_Given instruction_
Select and copy each line in the items below that contains the word "white".
------ Items
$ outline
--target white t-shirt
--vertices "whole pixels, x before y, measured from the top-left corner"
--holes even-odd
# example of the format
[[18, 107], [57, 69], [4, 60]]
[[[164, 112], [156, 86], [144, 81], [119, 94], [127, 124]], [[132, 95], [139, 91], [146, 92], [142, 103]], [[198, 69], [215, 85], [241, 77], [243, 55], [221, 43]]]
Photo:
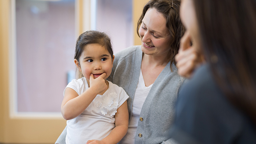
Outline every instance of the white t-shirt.
[[120, 143], [122, 144], [133, 144], [135, 143], [135, 134], [138, 126], [138, 122], [140, 119], [140, 111], [145, 100], [153, 84], [148, 87], [145, 85], [142, 73], [140, 70], [140, 73], [139, 78], [139, 82], [137, 86], [134, 95], [132, 105], [132, 117], [129, 124], [128, 131], [126, 135], [121, 140]]
[[[86, 144], [88, 140], [102, 140], [115, 127], [117, 110], [129, 96], [123, 88], [108, 82], [109, 88], [103, 95], [97, 95], [81, 114], [67, 121], [66, 144]], [[67, 87], [80, 95], [89, 87], [86, 79], [83, 77], [72, 80]]]

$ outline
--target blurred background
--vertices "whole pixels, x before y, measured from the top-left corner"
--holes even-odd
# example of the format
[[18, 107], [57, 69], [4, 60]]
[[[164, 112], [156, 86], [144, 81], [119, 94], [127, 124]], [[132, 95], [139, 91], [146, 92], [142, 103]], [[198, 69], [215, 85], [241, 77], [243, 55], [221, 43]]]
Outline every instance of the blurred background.
[[0, 143], [54, 143], [66, 125], [63, 92], [75, 78], [76, 41], [106, 32], [114, 54], [141, 44], [148, 0], [0, 0]]

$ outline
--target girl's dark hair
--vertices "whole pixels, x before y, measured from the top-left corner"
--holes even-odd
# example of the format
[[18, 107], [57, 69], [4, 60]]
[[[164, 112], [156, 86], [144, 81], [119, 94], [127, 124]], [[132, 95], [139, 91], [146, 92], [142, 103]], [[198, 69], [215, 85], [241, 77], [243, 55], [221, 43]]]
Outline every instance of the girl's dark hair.
[[113, 59], [113, 50], [110, 38], [104, 32], [90, 30], [81, 34], [76, 40], [74, 58], [79, 62], [81, 54], [89, 44], [97, 44], [105, 46]]
[[[180, 39], [185, 32], [185, 27], [180, 18], [180, 0], [151, 0], [144, 6], [142, 14], [137, 24], [137, 34], [140, 37], [139, 30], [147, 11], [149, 8], [155, 8], [161, 13], [166, 20], [166, 26], [171, 35], [169, 42], [170, 53], [168, 61], [176, 65], [175, 55], [178, 53]], [[171, 69], [172, 67], [171, 67]]]
[[256, 125], [256, 1], [193, 0], [215, 79]]

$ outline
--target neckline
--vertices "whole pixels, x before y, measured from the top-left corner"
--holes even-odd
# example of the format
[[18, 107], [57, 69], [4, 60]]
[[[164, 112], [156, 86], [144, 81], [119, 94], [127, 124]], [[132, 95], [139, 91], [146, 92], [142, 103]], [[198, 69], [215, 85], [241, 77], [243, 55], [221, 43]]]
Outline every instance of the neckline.
[[151, 87], [152, 87], [153, 84], [154, 84], [154, 83], [153, 83], [153, 84], [148, 86], [148, 87], [146, 86], [146, 85], [145, 84], [145, 82], [144, 81], [144, 79], [143, 77], [143, 75], [142, 75], [142, 72], [141, 71], [141, 69], [140, 69], [140, 76], [139, 77], [139, 80], [141, 81], [142, 82], [143, 82], [143, 84], [141, 84], [141, 86], [143, 86], [143, 87], [144, 87], [145, 88], [151, 88]]

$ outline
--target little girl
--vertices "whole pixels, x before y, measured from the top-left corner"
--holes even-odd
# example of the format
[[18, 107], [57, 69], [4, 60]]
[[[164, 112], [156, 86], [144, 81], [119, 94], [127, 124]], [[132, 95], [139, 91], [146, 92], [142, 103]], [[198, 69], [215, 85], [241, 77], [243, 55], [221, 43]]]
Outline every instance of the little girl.
[[117, 144], [126, 134], [129, 96], [106, 80], [114, 56], [104, 33], [87, 31], [76, 41], [75, 63], [83, 77], [64, 91], [61, 113], [67, 120], [66, 143]]

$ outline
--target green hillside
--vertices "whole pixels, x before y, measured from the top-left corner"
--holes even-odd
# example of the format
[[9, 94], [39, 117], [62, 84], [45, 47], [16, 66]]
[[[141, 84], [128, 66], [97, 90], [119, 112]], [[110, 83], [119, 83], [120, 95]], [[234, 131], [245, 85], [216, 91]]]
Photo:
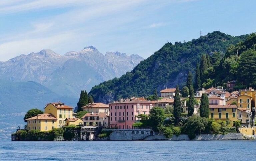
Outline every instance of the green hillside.
[[215, 31], [187, 42], [171, 43], [142, 61], [130, 72], [93, 87], [89, 94], [96, 101], [107, 103], [122, 97], [145, 96], [177, 84], [184, 84], [189, 70], [194, 75], [201, 56], [218, 52], [221, 58], [232, 45], [244, 41], [248, 35], [233, 37]]

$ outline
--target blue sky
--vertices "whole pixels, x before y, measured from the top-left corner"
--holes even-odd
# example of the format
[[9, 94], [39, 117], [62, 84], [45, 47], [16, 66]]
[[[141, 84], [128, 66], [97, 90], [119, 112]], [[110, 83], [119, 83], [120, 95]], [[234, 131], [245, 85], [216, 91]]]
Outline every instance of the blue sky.
[[256, 31], [256, 1], [1, 0], [0, 61], [92, 45], [147, 58], [169, 41]]

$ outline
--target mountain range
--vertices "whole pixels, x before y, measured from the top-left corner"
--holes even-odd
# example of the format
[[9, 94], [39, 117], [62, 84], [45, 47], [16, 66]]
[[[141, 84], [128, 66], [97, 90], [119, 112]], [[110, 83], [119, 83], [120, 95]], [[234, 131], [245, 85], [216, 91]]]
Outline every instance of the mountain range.
[[[90, 46], [63, 55], [45, 49], [0, 62], [0, 139], [24, 123], [28, 109], [43, 109], [46, 103], [58, 101], [75, 107], [81, 90], [89, 91], [119, 77], [143, 59], [118, 52], [104, 55]], [[9, 119], [14, 116], [16, 121], [11, 124]]]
------------
_Result_
--target white t-shirt
Outline every instance of the white t-shirt.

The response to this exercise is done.